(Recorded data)
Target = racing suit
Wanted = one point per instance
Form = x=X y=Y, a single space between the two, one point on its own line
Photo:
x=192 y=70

==

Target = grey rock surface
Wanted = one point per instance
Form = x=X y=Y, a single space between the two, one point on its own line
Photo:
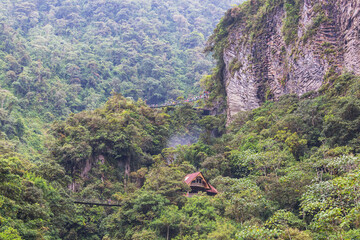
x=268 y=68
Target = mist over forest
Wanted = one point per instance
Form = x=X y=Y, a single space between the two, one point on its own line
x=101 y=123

...

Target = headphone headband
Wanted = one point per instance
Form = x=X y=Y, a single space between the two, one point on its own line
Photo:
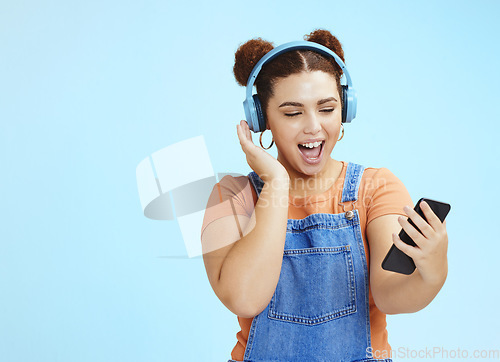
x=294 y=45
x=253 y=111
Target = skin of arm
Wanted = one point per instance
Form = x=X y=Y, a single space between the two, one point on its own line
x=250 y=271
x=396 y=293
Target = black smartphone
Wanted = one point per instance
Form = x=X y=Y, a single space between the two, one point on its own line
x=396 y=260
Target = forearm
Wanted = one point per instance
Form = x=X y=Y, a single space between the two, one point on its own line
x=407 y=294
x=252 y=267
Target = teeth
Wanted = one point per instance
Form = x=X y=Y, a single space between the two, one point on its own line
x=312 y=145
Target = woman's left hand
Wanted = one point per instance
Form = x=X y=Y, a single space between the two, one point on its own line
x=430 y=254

**OBJECTIVE**: Update the records from the line that contains "Target = teeth" through the line that contains "x=430 y=254" by replacing "Wanted" with "Requested" and keeping everything else unchanged. Give only those lines.

**THE OUTPUT**:
Target = teeth
Requested = one point per instance
Form = x=X y=Y, a single space between the two, one point on its own line
x=312 y=145
Target = woman's left hand
Requested = one point per instance
Form = x=X y=Y, a single space between the two, one point on its own line
x=430 y=254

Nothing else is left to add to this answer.